+++ SELECTED EXTRACT +++

Zulip Chat Archive

Stream: mathlib4

I'm proving theorem 1 from https://mast.queensu.ca/%7Emurty/monthly.pdf, and I want to generalize it

I'm curious what ingredients are needed for this result. Using the complex numbers feels like it is over-powered

I see. Not sure the norm defined in number theory is relevant here.

Johan Commelin said:

I'm curious what ingredients are needed for this result. Using the complex numbers feels like it is over-powered

It seems quite hard to lower-bound the values of the factors without looking at complex roots

@Daniel Weber By the way, what is your definition of Murty's H?

noncomputable def H (p : K[X]) (hp : p.natDegree ≠ 0) : ℝ :=
  sup' (range p.natDegree) (by simpa) (fun x ↦ ‖(p.coeff x : T) / p.leadingCoeff‖)

I wonder whether it pays off to get rid of hp (using some if .. then .. else)

+++ LISTING +++

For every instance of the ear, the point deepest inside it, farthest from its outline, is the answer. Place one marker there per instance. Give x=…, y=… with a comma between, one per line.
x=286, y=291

+++
+++ LISTING +++

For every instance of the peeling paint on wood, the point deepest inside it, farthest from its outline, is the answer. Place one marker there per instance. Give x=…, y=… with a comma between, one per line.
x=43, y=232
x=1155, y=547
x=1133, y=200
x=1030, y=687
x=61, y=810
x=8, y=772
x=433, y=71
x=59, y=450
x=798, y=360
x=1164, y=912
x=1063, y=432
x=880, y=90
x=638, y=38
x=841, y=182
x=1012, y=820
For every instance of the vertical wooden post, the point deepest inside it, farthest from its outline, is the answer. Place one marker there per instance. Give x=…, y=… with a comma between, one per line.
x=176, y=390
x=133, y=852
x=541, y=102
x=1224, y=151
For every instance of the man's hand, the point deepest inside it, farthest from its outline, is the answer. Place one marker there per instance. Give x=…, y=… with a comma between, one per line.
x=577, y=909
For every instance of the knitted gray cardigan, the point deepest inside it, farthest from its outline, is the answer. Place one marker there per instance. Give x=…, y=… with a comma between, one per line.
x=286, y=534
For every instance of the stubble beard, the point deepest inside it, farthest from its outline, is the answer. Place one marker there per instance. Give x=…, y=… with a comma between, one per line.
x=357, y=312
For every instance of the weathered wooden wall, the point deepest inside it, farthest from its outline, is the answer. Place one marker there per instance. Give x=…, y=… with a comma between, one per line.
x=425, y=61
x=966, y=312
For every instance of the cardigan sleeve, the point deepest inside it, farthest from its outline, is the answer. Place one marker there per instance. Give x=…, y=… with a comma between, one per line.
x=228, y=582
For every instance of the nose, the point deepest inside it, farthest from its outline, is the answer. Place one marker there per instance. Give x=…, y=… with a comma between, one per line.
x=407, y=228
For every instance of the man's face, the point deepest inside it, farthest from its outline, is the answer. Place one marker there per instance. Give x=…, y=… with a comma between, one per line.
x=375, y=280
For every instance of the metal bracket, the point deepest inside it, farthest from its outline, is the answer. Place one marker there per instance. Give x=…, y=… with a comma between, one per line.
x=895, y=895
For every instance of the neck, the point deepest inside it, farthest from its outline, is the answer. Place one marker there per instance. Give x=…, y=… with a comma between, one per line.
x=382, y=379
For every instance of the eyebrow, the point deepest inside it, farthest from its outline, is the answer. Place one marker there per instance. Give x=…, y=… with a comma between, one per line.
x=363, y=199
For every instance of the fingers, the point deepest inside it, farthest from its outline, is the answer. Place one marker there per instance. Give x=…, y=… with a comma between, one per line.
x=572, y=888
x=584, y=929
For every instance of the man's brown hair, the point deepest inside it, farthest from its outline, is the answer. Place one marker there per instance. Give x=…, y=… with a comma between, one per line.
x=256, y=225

+++

• _REQUIRED TASKS_:
a: Could you rewrite the records, beginning at the line that has "For every instance of the metal" and stopping after the line that has "x=363, y=199", swapping "marker" for "pin" and leaving everything else unchanged?
b: Can you extend the chat thread about generalizing Murty's theorem past its final message?
These records are unrelated to the chat thread.

• _RESULTS_:
a:
For every instance of the metal bracket, the point deepest inside it, farthest from its outline, is the answer. Place one pin there per instance. Give x=…, y=… with a comma between, one per line.
x=895, y=895
For every instance of the neck, the point deepest inside it, farthest from its outline, is the answer. Place one pin there per instance. Give x=…, y=… with a comma between, one per line.
x=382, y=379
For every instance of the eyebrow, the point deepest inside it, farthest from its outline, is the answer. Place one pin there per instance. Give x=…, y=… with a comma between, one per line.
x=363, y=199

b:
I think that's what I'll do in the version I PR, yeah

I commented this on the PR already; but using nnnorm and sup also avoids the need for hp

@Johan Commelin this is a kind of “product formula” proof which requires all places of Q, so I don't see how real or complex numbers can be avoided.

I guess you are right. But where are the p-adic places coming in? (I admit I only thought about this for 10sec)

By the overall use of Int. (Product formula = a non zero integer is at least 1.)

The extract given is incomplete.